▶ **Short problem**
Pictures aside, quote the whole listing exactly.

▶ **Information given**
# # # #
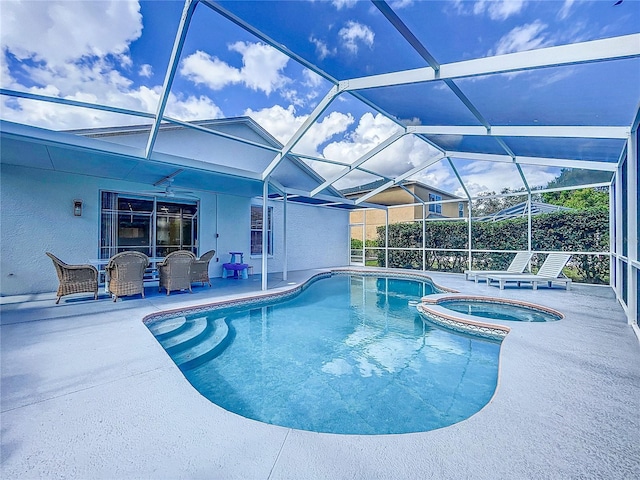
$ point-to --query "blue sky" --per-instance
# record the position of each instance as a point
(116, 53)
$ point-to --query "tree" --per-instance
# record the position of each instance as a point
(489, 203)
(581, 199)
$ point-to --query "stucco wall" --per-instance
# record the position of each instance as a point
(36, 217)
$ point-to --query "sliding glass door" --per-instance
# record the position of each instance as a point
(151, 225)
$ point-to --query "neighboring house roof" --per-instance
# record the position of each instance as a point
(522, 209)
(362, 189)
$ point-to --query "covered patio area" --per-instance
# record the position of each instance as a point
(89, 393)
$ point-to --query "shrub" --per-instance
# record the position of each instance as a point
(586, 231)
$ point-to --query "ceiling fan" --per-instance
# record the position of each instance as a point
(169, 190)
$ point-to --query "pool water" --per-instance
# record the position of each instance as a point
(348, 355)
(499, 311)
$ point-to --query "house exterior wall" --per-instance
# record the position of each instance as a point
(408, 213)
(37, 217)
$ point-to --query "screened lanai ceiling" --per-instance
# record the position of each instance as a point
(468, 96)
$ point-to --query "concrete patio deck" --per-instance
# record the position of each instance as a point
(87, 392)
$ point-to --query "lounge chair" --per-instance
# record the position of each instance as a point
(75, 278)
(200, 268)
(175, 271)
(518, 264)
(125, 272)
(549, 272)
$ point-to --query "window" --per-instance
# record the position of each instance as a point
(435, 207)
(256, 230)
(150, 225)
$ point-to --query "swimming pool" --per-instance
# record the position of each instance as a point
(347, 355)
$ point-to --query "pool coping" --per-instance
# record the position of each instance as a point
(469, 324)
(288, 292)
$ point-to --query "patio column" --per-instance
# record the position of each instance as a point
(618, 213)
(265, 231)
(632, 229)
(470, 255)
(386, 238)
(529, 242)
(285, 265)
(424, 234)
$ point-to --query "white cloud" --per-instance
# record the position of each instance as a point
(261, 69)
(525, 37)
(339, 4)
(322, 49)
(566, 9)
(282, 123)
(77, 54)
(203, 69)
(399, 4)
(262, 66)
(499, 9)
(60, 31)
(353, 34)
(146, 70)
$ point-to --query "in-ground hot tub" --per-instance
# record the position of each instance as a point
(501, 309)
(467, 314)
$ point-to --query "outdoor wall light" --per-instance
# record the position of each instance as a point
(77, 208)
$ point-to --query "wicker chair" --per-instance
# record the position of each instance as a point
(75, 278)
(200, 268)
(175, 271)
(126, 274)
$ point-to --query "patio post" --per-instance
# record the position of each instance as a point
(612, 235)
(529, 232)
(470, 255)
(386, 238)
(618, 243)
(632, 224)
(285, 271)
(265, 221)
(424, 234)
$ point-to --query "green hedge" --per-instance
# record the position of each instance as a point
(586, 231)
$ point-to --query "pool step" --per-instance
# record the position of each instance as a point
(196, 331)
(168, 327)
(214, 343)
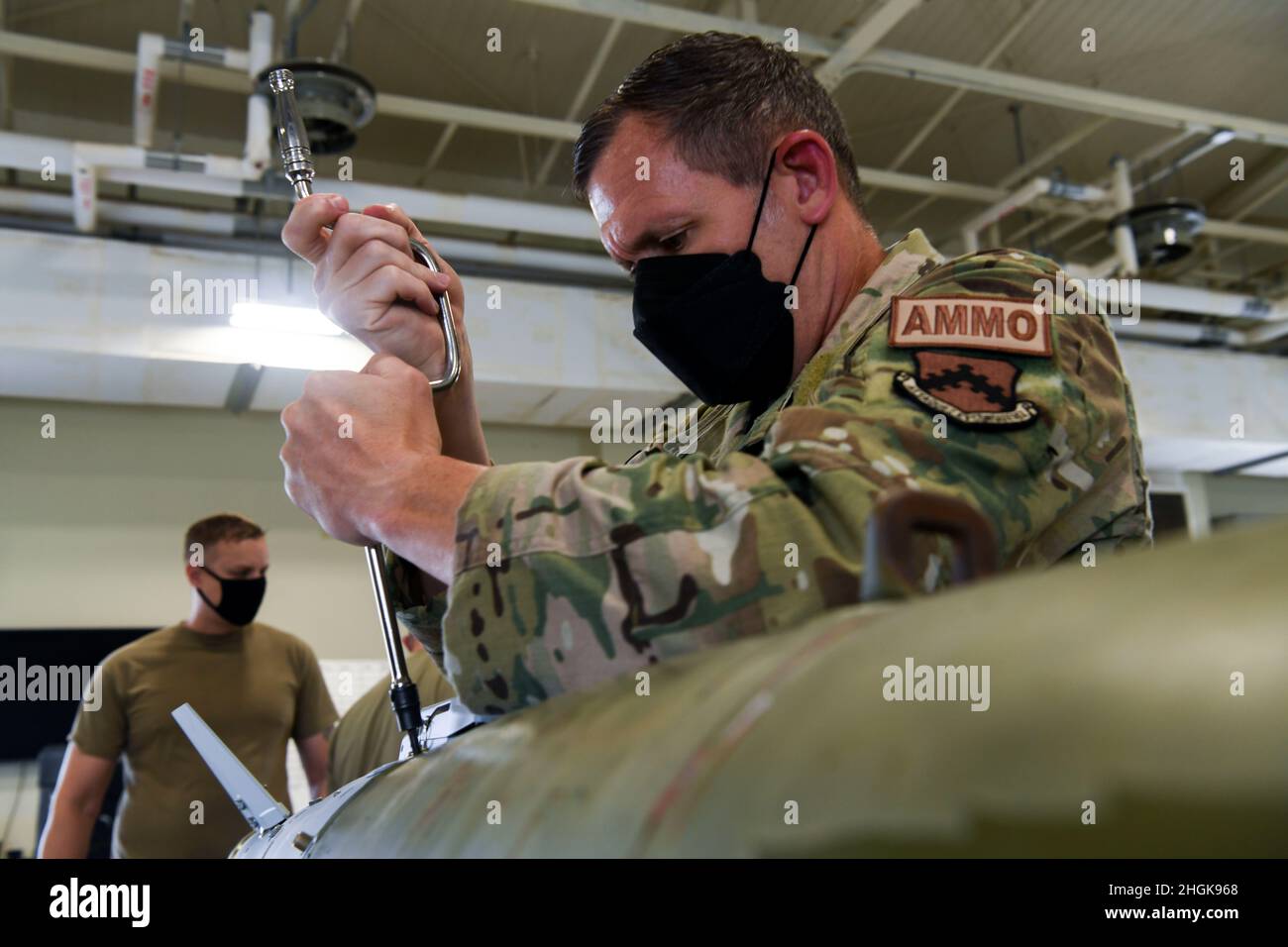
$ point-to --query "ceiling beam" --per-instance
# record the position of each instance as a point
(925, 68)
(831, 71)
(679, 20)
# # # #
▶ **Complete output**
$ point-to --query "blue sky" --per-instance
# record the position of each instance as a point
(116, 53)
$ point-to --query "tree" --per-instance
# record the position of each instance as a point
(489, 203)
(581, 199)
$ point-to --query "stucco wall" --per-instance
# record the position of each instance as a point
(36, 217)
$ point-to --query "sliding glass door" --per-instance
# record the position of each instance as a point
(151, 225)
$ point-to --query "neighboring house roof" --per-instance
# record the position of each instance as a point
(522, 209)
(362, 189)
$ point-to --query "covered patio area" --per-instance
# record the position of each instance as a point
(89, 393)
$ point-to --query "shrub" --per-instance
# record the position of each instance as a point
(586, 231)
$ point-to --query "ceiling fan" --per-instance
# record the position of each instance as a point
(169, 190)
$ point-to --query "pool water" --per-instance
# record the position of each instance as a point
(348, 355)
(499, 311)
$ point-to --query "house exterior wall" --per-instance
# record the position of each instance as a point
(408, 213)
(37, 217)
$ point-to --query "screened lanai ceiling" --per-instance
# record the position of each instance as a point
(468, 96)
$ point-to --query "concrete patio deck" --per-instance
# record the position of each instance as a point
(87, 392)
$ point-to --query "lounge chair" --per-instance
# record the position of each instance as a point
(75, 278)
(200, 268)
(175, 271)
(518, 264)
(125, 272)
(549, 272)
$ point-to --query "window" --per-instance
# record the position of each instance as a point
(435, 207)
(256, 230)
(150, 225)
$ point-to --query "swimming pool" --per-instance
# record the position of each instance as a point
(347, 355)
$ point-to --query "pool coping" --per-instance
# record the position of each instance as a point
(469, 324)
(288, 292)
$ point-to --query "patio column" --per-instance
# record the position of each instance as a point
(618, 213)
(265, 231)
(632, 229)
(470, 255)
(386, 238)
(529, 242)
(285, 265)
(424, 234)
$ point-to --query "white cloud" --per-instance
# record the position of each instance as a point
(261, 69)
(525, 37)
(339, 4)
(322, 49)
(566, 9)
(282, 123)
(77, 54)
(203, 69)
(399, 4)
(262, 66)
(499, 9)
(60, 31)
(353, 34)
(146, 70)
$ point-to --query "in-ground hot tub" --per-instance
# record the position of each instance as a point
(501, 309)
(467, 314)
$ point-to --query "outdoor wall light" --per-instance
# record the position of each instance as a point
(77, 208)
$ point-to --query "wicker chair" --per-instance
# record the position of each instance as a point
(75, 278)
(200, 268)
(175, 271)
(126, 274)
$ point-to --query "patio post" --per-instance
# record the position of each instance as a point
(612, 235)
(529, 232)
(470, 255)
(386, 238)
(618, 243)
(632, 224)
(285, 271)
(265, 221)
(424, 234)
$ point-to --query "green hedge" --per-instance
# record the position of each instance as a point
(586, 231)
$ point-to --query "pool step" --per-instance
# record the position of each instance as a point
(196, 331)
(168, 327)
(214, 343)
$ point-to --query "ceiling beam" --per-instance
# record the position of each instance as a point
(925, 68)
(831, 71)
(679, 20)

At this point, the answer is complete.